PROBLEM TO WORK ON: Collect every line of the data below that contains the string "helmet" and copy each one in full. Treat uppercase and lowercase letters as different.

INPUT:

━━━━

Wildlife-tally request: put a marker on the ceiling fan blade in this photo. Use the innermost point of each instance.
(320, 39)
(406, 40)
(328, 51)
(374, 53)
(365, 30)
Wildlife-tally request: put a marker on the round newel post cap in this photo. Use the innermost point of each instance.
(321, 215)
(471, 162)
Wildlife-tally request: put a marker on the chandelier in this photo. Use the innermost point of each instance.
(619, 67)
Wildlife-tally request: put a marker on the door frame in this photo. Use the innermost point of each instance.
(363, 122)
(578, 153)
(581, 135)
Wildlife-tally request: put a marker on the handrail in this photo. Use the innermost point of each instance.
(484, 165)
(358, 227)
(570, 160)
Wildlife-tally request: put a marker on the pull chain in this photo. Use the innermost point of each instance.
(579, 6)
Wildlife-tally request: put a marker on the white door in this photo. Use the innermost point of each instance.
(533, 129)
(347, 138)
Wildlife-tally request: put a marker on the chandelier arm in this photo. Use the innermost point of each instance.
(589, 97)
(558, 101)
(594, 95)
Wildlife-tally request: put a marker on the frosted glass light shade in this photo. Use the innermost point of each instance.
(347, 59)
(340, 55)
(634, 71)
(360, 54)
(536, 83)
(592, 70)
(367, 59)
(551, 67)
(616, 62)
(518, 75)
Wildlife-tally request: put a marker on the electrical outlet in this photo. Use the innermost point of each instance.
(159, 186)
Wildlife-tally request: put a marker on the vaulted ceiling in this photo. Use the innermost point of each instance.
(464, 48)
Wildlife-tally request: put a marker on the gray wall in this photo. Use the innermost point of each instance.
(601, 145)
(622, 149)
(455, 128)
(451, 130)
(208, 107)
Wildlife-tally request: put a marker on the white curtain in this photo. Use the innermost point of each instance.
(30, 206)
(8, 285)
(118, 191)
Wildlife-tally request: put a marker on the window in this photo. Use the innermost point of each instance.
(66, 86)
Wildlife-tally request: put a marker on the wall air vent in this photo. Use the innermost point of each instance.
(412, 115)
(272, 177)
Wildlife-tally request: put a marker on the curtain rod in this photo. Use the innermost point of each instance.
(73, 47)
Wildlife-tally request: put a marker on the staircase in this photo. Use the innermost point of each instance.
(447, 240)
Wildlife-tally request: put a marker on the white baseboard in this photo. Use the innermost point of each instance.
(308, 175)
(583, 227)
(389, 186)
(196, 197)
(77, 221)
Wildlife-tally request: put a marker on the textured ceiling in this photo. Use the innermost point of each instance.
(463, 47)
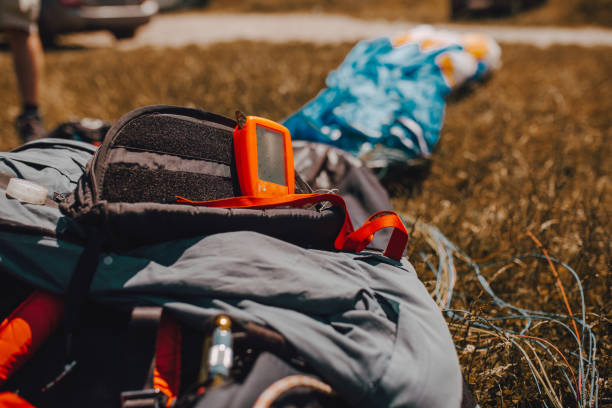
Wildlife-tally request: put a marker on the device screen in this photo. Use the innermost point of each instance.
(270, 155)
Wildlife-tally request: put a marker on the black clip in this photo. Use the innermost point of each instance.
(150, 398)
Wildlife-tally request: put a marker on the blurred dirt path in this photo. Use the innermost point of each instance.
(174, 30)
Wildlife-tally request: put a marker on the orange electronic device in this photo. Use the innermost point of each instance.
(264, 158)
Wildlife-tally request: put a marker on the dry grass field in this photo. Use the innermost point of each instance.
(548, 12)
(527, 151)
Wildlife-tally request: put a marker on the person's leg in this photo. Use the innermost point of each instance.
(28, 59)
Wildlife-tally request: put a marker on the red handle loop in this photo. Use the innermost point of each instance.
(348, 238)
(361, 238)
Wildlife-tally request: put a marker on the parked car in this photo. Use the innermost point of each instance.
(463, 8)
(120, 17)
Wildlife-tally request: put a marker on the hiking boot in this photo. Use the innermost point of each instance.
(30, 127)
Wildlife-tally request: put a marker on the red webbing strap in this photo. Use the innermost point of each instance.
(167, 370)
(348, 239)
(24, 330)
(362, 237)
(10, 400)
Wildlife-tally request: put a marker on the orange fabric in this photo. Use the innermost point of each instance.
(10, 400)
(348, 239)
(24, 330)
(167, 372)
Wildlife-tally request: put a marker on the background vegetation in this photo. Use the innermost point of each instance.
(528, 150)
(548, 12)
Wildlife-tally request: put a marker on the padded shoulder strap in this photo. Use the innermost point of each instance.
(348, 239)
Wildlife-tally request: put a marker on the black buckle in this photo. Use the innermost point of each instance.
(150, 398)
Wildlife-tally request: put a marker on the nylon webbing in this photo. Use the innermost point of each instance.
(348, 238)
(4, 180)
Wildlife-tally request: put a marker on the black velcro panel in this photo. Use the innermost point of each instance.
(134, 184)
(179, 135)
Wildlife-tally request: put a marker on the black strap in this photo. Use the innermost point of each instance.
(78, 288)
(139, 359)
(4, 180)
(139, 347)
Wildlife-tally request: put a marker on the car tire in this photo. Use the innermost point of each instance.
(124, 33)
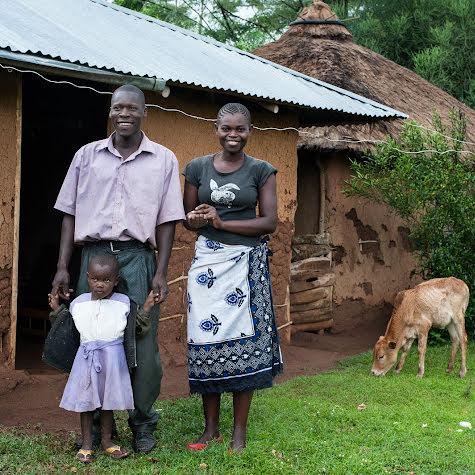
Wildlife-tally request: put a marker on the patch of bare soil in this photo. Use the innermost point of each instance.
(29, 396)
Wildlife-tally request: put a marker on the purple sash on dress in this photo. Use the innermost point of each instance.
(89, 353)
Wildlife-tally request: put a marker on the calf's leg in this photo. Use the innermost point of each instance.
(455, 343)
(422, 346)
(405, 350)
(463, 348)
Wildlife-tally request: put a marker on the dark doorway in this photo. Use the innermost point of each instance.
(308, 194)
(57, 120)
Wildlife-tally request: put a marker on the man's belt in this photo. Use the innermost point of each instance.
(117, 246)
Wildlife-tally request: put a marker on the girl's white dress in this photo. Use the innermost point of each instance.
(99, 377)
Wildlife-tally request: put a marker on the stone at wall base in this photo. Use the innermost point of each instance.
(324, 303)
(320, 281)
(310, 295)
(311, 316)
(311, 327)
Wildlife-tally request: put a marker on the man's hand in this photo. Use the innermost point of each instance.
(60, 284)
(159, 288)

━━━━

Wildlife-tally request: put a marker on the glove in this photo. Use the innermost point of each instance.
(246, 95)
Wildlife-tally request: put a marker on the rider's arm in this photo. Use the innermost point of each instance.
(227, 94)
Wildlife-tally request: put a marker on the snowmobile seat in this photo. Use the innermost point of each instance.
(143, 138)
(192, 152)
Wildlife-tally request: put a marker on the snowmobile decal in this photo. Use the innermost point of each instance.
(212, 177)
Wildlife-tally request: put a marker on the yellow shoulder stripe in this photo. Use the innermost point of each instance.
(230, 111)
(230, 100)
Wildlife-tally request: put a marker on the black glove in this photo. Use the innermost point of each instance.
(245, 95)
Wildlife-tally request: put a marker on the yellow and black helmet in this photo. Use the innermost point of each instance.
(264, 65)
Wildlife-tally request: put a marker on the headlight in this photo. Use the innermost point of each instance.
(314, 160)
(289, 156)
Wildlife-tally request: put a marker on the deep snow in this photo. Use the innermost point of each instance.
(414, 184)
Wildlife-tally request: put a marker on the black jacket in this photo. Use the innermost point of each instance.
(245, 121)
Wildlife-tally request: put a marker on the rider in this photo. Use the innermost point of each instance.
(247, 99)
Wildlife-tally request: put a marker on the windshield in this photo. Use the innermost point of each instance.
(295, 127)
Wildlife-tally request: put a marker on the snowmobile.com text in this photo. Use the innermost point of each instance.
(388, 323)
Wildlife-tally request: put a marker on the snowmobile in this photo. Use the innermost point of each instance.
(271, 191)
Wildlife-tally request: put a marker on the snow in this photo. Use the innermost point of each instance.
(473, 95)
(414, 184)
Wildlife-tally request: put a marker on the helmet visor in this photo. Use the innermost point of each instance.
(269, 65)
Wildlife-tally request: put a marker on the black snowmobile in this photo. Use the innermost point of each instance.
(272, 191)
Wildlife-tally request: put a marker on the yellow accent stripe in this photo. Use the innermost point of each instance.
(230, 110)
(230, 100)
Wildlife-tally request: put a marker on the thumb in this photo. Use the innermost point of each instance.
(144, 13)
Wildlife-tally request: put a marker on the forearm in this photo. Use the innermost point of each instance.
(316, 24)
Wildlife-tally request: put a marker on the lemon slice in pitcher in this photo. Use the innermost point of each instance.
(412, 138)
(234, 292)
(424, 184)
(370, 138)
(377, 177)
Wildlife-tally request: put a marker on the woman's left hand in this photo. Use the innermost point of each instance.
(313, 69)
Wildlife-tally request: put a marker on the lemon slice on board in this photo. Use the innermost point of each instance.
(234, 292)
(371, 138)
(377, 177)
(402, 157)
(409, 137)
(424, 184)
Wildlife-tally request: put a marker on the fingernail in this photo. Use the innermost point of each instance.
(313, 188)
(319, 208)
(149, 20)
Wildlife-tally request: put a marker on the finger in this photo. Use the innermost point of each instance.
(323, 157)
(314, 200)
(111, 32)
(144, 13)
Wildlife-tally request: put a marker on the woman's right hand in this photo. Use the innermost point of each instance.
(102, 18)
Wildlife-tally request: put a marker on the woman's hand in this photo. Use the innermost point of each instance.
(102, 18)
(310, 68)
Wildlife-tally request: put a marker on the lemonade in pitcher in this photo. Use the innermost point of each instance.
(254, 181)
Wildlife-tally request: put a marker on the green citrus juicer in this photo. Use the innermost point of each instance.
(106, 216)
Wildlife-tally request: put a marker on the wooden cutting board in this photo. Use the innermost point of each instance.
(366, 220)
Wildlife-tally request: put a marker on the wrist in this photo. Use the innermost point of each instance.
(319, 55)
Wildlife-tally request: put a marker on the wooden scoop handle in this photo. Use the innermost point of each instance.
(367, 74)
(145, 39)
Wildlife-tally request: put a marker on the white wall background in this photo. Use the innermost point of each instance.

━━━━

RESPONSE:
Wildlife-tally request: put a marker on the yellow and black helmet in this photo. Use the innermost point of each instance.
Wildlife-tally request: put a marker on the helmet visor in this photo. Use the innermost point of each instance.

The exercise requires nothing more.